## TO BE DONE
Give a verbatim repeat of the lines that run from the line containing "of the man's" to the end of the data below.

[Point annotation records]
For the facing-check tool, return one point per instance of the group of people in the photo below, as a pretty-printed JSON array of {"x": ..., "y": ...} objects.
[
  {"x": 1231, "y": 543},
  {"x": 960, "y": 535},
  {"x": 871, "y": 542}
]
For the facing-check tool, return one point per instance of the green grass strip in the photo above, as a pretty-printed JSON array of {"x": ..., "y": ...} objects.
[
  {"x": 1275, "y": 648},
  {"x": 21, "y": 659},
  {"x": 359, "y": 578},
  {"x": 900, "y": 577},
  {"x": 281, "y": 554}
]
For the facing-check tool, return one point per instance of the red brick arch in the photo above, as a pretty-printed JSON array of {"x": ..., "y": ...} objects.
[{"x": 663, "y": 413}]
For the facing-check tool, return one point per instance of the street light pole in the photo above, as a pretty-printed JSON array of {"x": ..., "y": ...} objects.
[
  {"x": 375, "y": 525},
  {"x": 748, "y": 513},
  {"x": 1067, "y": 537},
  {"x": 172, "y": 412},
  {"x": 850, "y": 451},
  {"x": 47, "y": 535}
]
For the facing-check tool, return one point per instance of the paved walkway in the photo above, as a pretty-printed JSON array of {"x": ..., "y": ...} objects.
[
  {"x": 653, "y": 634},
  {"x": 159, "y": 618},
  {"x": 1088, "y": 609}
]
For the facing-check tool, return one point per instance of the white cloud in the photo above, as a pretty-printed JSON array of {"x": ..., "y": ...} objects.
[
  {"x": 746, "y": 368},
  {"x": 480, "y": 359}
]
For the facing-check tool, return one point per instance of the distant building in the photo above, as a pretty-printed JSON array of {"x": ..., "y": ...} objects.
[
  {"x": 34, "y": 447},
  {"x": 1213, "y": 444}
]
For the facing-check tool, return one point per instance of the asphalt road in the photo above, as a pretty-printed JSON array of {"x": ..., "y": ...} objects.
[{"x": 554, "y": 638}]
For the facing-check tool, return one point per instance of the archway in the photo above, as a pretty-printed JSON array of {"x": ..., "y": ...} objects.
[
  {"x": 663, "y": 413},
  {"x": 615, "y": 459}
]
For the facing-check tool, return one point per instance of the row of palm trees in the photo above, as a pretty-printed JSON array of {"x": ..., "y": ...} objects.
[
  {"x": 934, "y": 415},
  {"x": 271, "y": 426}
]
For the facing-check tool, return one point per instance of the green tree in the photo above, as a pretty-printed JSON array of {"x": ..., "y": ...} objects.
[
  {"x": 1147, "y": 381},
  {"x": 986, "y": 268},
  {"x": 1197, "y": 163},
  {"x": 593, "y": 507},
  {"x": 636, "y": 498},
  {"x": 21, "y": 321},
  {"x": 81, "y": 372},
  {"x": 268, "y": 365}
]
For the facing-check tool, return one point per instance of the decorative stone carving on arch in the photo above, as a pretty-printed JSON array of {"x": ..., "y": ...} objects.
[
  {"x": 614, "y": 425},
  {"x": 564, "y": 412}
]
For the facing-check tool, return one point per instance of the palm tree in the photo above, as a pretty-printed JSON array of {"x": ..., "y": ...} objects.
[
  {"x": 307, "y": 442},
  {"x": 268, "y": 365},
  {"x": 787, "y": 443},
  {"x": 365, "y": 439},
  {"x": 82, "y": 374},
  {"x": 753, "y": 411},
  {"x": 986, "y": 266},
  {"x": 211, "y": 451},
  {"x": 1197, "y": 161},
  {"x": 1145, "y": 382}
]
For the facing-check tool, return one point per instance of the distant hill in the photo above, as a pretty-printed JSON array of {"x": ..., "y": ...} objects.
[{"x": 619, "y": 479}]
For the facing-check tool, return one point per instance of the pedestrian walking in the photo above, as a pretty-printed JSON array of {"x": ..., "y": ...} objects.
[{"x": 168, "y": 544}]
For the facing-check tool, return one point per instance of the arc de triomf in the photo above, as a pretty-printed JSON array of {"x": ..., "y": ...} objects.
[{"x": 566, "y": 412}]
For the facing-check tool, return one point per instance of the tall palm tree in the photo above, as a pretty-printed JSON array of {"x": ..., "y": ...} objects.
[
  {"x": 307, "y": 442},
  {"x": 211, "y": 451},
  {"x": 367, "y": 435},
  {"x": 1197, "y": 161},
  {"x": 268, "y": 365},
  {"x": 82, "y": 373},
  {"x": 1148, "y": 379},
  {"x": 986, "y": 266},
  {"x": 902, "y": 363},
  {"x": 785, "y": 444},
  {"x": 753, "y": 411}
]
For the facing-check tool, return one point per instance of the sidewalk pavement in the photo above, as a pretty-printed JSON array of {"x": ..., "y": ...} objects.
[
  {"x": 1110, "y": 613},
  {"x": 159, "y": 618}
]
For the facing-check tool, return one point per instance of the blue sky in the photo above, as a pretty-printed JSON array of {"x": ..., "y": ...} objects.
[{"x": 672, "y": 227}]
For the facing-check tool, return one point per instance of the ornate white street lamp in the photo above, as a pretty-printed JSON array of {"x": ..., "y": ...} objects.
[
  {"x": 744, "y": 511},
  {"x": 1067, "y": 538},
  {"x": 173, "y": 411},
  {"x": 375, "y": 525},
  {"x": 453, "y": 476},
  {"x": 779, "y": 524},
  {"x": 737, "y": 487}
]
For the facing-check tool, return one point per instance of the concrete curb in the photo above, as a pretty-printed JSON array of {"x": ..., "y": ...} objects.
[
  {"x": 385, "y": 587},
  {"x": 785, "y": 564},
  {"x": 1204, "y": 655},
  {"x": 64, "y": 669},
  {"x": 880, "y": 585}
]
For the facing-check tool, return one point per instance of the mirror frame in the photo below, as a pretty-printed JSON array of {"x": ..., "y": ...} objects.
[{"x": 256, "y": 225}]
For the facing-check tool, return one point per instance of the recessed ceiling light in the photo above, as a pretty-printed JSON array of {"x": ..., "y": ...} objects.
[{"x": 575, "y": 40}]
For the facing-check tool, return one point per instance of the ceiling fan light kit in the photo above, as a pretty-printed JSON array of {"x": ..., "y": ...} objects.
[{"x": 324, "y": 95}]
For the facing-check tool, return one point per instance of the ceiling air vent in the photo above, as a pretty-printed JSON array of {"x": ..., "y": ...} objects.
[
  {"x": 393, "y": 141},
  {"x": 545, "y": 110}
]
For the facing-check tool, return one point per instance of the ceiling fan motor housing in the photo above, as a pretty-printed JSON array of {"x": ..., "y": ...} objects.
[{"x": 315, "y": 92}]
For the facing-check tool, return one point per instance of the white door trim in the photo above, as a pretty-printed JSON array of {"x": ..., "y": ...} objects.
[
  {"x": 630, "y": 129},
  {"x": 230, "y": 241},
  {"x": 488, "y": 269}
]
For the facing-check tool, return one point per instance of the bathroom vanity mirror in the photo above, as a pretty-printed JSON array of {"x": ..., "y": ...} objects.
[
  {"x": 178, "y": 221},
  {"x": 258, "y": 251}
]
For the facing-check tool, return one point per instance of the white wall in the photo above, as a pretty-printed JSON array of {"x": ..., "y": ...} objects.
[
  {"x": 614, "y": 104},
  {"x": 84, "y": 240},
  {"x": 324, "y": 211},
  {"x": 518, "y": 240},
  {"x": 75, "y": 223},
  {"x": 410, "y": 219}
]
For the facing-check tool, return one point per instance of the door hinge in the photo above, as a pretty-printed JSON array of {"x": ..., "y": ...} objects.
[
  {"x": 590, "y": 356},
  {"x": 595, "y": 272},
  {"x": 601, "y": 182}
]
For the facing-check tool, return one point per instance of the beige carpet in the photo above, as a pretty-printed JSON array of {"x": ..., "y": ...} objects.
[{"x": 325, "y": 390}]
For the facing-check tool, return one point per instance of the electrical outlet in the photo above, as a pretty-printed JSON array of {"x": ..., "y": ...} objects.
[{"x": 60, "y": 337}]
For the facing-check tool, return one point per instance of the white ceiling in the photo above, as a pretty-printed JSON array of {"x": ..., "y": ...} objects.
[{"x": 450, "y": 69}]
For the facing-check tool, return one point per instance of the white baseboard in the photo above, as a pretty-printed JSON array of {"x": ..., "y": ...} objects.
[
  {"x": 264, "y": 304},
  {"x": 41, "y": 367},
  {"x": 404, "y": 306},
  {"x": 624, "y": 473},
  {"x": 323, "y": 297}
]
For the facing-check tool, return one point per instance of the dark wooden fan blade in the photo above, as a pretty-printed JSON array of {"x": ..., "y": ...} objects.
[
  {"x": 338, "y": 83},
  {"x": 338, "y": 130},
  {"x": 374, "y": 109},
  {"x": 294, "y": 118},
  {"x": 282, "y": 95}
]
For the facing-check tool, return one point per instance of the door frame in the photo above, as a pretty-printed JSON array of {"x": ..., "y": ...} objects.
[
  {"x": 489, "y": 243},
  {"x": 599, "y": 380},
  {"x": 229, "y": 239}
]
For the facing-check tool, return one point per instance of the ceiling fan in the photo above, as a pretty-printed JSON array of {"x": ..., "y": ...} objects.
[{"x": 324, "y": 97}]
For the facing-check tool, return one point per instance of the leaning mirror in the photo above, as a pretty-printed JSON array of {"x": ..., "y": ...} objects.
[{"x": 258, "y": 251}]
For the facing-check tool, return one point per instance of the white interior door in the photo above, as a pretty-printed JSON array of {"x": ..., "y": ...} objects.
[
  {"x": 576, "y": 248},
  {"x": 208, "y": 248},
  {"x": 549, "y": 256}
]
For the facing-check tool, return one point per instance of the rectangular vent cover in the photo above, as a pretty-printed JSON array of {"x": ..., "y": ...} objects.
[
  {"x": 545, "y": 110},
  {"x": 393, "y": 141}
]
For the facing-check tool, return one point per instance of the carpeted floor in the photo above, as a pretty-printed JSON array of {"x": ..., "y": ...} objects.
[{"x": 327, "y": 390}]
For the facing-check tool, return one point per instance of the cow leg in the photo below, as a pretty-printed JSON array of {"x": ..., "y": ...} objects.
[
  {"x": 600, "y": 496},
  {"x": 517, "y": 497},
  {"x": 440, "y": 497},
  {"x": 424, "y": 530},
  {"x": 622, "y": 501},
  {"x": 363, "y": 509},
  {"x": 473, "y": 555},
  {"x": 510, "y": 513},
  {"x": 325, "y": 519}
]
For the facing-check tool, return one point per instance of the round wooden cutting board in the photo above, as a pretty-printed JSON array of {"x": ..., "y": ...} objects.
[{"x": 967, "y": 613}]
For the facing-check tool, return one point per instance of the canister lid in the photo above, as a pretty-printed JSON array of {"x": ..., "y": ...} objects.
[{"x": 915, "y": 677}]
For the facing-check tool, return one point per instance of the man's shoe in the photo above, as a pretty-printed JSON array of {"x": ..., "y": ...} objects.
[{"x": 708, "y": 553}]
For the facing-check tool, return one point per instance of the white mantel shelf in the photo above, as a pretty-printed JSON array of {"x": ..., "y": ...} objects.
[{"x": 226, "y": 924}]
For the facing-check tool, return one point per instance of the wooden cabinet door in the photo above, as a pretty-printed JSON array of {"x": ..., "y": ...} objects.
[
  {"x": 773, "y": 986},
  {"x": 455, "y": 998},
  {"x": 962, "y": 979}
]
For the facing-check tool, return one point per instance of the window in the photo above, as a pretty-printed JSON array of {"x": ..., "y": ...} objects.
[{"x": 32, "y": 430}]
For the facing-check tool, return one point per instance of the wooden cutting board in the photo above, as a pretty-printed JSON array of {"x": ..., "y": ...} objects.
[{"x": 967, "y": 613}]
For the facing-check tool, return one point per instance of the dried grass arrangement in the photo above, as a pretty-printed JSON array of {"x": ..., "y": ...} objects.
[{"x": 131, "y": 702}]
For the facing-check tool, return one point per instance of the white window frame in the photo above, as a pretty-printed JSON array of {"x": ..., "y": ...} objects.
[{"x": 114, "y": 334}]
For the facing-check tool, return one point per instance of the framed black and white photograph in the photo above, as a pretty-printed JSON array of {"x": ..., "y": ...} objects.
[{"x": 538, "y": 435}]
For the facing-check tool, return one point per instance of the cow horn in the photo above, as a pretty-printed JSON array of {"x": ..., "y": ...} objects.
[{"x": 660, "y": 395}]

## TASK RESULT
For the facing-check tool, return one point per instance of the man's shoe in the photo above, as a pretty-printed JSON array of {"x": ..., "y": ...} objects.
[{"x": 708, "y": 553}]
For the facing-check tool, return one point per instance of the white mantel shelf in the photo above, as a pretty-printed JSON array of {"x": ..., "y": ...} objects.
[{"x": 226, "y": 924}]
For the facing-check tool, return one point per instance of the wooden cabinet door in the photo above, as a pretty-printed JSON array of {"x": ..., "y": ...} objects.
[
  {"x": 773, "y": 986},
  {"x": 455, "y": 998},
  {"x": 962, "y": 979}
]
For the facing-check tool, return one point per instance of the window in the photo above, as a pretty-printed JSON array of {"x": ..., "y": ...} objects.
[{"x": 32, "y": 430}]
For the facing-check tool, return one point per instance of the wooden cutting board in the photo above, as a pretty-printed JSON array of {"x": ..., "y": ...} objects.
[{"x": 967, "y": 613}]
For the facing-check tool, return one point per instance of the dried grass arrangement in the photo above, as a pretty-printed JSON array of {"x": ..., "y": ...} objects.
[{"x": 131, "y": 702}]
For the facing-check tool, return one point per instance of the white window frame in the photo above, as a pretty-printed JSON array of {"x": ..., "y": ...} objects.
[{"x": 114, "y": 334}]
For the facing-check tool, return one point per instance of the framed black and white photograph in the photo above, as a pretty-printed JSON array of {"x": ..., "y": ...} objects.
[{"x": 538, "y": 435}]
For the facing-check tool, return one point per instance of the cow horn in the photo above, as a pretty-printed JSON array of {"x": ..., "y": ...} objects.
[{"x": 660, "y": 395}]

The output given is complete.